SOURCE EXCERPT:

* * * * *

Thursday, November 26, 2009
Survival Run
This one is actually a pretty complex shot, so I thought I'd upload a set of "progress steps" which should make it easier to visualize the recipe:
Obviously you start with your figure. (Incidentally, click on the filmstrip at left ... it's actually about 500 pixels wide, so you can easily see what's going on there. Also, the finished pic was uploaded at 1000 wide...) You start with a bare stage. Bring in your model, add whatever hair and clothes (or not!) that you want. Change the color of his eyes maybe, and pose him however you want him posed. By this time you ought to know what the background should be. Forest? City street? Docking bay? Okay...
You can pay a fee and download a digital model (which is the best way to go), or you can paint something yourself (also great, but takes a long time), or you can use a digital; photo (also cool, but do some digital effects on it, or it ends up looking "raw" and "fake"), or you can swipe something off the Internet ... in which case, for goodness' sake do SOMETHING with the image to make it different from the work you swiped!! You can flip it left to right; you can swap the colors; you can leech our or super-saturate the colors; you can blur it way down with a median filter. You can take out objects and paint in (or paste in) other objects. You still end up with a "derivative" image, and the original artist could either object or applaud! But at least you did did something rather than just stealing a picture.

* * * * *

PROVIDED INFORMATION:

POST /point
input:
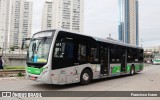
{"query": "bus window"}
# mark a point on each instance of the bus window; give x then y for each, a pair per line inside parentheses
(63, 50)
(82, 53)
(114, 55)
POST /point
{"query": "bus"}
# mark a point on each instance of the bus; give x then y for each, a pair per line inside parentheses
(61, 57)
(156, 59)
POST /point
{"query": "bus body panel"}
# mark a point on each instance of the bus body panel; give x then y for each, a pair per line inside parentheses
(71, 73)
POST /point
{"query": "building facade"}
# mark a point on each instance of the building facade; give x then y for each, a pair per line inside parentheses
(63, 14)
(129, 22)
(20, 22)
(4, 22)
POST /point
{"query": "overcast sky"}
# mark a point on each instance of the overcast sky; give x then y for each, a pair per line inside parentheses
(101, 19)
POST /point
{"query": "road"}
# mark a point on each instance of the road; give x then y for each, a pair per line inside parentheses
(148, 80)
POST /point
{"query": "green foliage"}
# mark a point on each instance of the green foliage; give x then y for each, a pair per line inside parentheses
(14, 68)
(12, 48)
(20, 75)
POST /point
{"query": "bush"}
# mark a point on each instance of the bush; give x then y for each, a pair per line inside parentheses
(14, 68)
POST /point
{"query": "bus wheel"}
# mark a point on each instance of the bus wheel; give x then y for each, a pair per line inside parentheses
(132, 71)
(86, 77)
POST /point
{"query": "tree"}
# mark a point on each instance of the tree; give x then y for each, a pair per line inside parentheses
(12, 48)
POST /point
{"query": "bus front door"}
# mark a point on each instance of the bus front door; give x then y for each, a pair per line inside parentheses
(123, 59)
(104, 60)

* * * * *

EXERCISE TASK A: Rewrite the survival run post from "Thursday, November 26, 2009" up to and including "Docking bay? Okay...", putting "canvas" in place of "stage".
EXERCISE TASK B: According to the survival run post, what are the ways to get a background image?
This work does not require the records.

TASK SOLUTION A:
Thursday, November 26, 2009
Survival Run
This one is actually a pretty complex shot, so I thought I'd upload a set of "progress steps" which should make it easier to visualize the recipe:
Obviously you start with your figure. (Incidentally, click on the filmstrip at left ... it's actually about 500 pixels wide, so you can easily see what's going on there. Also, the finished pic was uploaded at 1000 wide...) You start with a bare canvas. Bring in your model, add whatever hair and clothes (or not!) that you want. Change the color of his eyes maybe, and pose him however you want him posed. By this time you ought to know what the background should be. Forest? City street? Docking bay? Okay...

TASK SOLUTION B:
- Pay a fee and download a digital model
- Paint something yourself
- Use a digital photo
- Swipe something off the Internet